● TASK PROMPT
Reproduce the passage of the essay on fighting Ebola in Sierra Leone that runs between "What I saw in" and "a blind response.", inclusive, keeping every word unchanged.

In José Saramago’s book Blindness, he describes an epidemic of an unknown infection that causes people to lose their sight. A single person remains uninfected to bear witness to the anger, chaos, violence, and death generated by the spread of disease.
In the novel, humanity’s descent into blindness represents the loss of reason and shows how fear can cause dramatic social breakdown. At the same time, the clear vision of one person represents the opportunity to restore light.
What I saw in Sierra Leone, as an epidemiologist working on Ebola, reminded me of Saramago’s book.
I saw “blindness” circulating in villages and among local and international Ebola “experts.” But I also saw wisdom among the patients who survived, and the doctors and nurses who cared for them.
I saw the underestimation of the risk and consequences of Ebola in an area that bordered three countries; the fear caused by rumours; the late communication with villagers about Ebola and its spread; the huge numbers of patients dying in front of us without our being able to provide them with treatment; and the missed opportunity to trace contacts and apply the simple rule of previous outbreaks: “time, place, person.” All of these contributed to a blind response.
As an epidemiologist, I was in charge of setting up the surveillance system in MSF’s Ebola treatment centre in Kailahun, Sierra Leone. This included investigating where, how, and when our patients had become infected; visiting their homes and informing their communities about what had happened; and making sure that all infected people were isolated and that any new cases were rapidly detected.
Villagers told us who had been first to be infected with Ebola. At the beginning, they said, people were helping each other, but later on infected people were hiding in the forest out of fear and to avoid the stigma. For months, villagers were left alone to fight Ebola, and many villages experienced a huge number of uncounted deaths.
Grazia Caleo talking to a local Ministry of Health worker in charge of surveillance.
As a medical doctor, I was also supporting the medical team to treat patients and focus on the most vulnerable. I felt helpless in the face of so many deaths, but also amazed when I was able to assist in patients’ recoveries.

● SUPPLIED MATERIAL

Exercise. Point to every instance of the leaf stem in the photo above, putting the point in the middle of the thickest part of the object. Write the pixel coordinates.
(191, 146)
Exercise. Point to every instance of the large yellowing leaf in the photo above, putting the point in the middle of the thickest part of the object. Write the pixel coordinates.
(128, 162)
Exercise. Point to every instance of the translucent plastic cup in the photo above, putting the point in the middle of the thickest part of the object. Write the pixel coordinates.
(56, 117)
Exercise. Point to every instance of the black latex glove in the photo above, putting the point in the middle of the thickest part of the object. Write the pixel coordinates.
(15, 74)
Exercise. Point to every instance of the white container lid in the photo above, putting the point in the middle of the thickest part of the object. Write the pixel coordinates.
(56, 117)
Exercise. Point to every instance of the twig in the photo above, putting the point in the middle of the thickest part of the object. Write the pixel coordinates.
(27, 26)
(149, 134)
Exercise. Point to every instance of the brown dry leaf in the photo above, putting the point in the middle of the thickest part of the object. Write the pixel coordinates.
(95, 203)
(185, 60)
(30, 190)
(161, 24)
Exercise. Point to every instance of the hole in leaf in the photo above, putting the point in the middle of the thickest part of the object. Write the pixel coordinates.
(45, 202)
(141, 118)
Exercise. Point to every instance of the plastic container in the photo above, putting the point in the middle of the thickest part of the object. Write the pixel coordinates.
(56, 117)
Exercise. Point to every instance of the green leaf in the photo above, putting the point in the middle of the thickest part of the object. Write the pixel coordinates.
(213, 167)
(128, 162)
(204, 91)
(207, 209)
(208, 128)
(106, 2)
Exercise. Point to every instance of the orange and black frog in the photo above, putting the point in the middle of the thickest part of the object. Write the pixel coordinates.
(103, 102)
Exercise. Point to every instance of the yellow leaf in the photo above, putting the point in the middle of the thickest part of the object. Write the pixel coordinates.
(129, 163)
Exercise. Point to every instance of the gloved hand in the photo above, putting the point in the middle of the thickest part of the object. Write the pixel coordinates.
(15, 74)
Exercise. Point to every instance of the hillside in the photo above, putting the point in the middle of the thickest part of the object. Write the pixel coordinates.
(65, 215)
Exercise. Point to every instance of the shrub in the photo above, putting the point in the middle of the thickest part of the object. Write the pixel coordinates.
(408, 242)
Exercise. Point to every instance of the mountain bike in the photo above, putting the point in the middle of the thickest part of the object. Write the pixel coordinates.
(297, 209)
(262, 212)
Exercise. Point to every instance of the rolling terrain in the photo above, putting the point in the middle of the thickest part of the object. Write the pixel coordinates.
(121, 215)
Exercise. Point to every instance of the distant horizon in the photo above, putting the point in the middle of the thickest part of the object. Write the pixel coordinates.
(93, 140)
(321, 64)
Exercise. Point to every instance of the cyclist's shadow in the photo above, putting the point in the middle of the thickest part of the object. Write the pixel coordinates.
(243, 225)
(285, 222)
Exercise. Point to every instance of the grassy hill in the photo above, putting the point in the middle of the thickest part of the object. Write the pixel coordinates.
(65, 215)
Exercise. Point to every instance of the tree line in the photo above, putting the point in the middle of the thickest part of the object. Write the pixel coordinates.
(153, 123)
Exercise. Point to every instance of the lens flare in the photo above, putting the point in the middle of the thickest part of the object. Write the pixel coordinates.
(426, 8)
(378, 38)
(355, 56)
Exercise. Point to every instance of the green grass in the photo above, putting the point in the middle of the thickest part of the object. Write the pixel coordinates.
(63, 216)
--
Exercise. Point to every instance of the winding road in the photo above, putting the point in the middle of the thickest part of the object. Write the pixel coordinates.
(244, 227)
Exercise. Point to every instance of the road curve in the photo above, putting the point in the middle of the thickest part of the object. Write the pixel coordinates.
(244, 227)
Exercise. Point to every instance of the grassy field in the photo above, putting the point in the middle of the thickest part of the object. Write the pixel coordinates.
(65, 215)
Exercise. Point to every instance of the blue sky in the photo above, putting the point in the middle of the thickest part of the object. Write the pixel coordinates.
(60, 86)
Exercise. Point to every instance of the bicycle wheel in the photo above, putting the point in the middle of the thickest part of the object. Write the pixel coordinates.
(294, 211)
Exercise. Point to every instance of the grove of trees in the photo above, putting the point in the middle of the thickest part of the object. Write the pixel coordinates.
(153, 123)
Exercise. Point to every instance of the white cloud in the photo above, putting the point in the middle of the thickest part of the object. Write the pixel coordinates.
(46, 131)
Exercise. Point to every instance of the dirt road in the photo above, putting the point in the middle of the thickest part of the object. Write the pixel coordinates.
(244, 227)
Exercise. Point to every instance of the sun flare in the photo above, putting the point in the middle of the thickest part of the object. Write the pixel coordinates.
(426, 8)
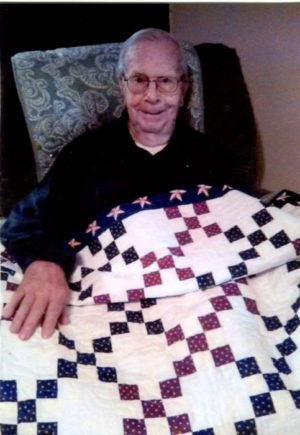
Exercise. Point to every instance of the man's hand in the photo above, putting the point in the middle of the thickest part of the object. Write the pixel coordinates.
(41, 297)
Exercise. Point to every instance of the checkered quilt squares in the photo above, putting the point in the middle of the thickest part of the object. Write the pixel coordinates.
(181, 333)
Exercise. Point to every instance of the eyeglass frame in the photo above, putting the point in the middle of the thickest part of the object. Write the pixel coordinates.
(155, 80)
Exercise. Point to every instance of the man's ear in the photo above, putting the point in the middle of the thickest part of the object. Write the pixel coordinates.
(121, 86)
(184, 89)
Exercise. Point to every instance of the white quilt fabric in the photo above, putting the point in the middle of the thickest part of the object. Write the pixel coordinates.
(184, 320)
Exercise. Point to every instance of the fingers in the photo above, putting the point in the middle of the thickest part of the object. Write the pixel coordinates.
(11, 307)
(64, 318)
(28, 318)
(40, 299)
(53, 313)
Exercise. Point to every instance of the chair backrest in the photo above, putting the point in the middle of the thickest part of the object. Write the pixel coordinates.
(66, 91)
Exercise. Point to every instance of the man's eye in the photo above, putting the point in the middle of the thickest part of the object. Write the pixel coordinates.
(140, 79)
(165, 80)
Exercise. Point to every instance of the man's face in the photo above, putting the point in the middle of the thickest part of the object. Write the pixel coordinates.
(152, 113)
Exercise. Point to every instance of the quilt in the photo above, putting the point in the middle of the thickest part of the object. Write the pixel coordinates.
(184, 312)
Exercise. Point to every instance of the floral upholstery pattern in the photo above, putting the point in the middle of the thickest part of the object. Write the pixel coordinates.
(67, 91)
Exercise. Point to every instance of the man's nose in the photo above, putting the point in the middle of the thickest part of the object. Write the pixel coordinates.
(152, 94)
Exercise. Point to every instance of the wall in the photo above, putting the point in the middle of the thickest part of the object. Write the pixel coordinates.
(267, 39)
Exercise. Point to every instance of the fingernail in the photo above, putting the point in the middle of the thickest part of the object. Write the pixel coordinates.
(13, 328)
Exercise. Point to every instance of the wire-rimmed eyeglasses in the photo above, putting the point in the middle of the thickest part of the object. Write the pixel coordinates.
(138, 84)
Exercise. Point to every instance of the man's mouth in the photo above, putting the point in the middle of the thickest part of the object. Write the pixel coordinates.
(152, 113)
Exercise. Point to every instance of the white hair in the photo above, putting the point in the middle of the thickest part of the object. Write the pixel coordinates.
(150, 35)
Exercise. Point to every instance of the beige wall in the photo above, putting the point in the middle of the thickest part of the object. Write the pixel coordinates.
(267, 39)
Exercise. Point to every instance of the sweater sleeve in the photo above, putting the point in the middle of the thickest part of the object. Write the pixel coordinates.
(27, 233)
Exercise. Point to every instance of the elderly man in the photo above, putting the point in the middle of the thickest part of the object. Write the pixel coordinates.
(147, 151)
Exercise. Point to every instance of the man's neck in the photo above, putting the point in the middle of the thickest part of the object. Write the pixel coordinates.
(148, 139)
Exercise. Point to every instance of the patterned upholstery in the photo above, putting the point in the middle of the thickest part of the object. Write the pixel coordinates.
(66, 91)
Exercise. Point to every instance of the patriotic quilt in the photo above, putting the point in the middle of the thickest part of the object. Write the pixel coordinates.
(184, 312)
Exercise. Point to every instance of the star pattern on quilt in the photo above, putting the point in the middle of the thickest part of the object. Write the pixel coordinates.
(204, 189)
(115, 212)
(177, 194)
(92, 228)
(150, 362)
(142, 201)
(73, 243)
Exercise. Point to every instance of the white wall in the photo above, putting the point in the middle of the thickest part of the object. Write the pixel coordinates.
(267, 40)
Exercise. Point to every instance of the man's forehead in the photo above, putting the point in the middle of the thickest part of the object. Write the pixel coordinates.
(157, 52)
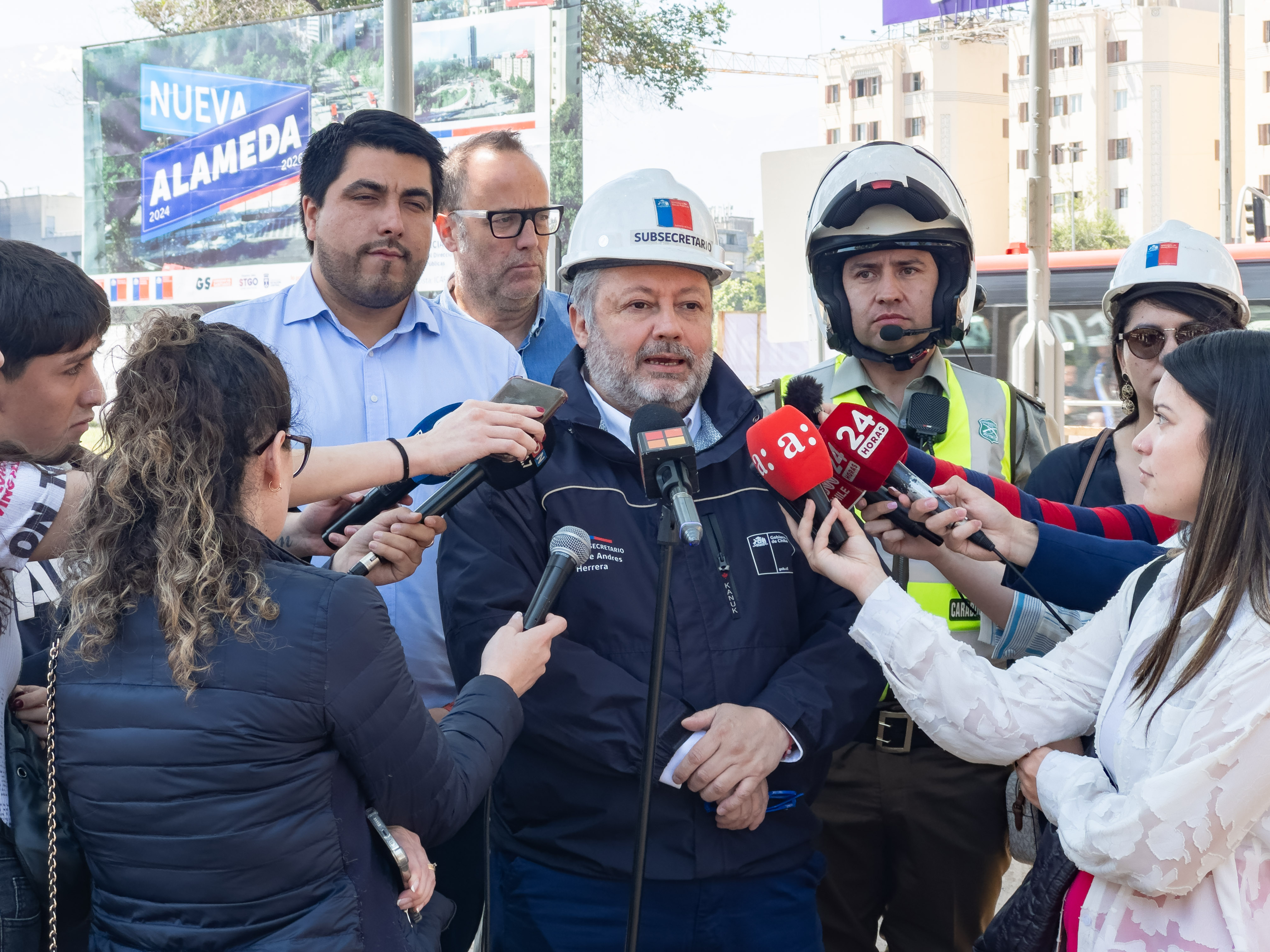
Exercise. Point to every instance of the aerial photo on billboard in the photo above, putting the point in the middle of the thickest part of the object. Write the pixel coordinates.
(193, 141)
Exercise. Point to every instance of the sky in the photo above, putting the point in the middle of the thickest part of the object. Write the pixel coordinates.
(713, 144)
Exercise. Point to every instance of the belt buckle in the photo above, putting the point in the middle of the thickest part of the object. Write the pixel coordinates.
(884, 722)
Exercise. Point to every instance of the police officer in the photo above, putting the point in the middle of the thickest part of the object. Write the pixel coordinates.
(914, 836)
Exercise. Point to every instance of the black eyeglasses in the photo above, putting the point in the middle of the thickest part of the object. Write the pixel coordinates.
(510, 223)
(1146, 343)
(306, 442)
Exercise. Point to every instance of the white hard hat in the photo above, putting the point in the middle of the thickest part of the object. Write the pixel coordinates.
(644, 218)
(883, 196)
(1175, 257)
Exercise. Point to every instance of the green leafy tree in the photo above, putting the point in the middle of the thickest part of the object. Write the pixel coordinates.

● TASK ANSWER
What I saw in Sierra Leone, as an epidemiologist working on Ebola, reminded me of Saramago’s book.
I saw “blindness” circulating in villages and among local and international Ebola “experts.” But I also saw wisdom among the patients who survived, and the doctors and nurses who cared for them.
I saw the underestimation of the risk and consequences of Ebola in an area that bordered three countries; the fear caused by rumours; the late communication with villagers about Ebola and its spread; the huge numbers of patients dying in front of us without our being able to provide them with treatment; and the missed opportunity to trace contacts and apply the simple rule of previous outbreaks: “time, place, person.” All of these contributed to a blind response.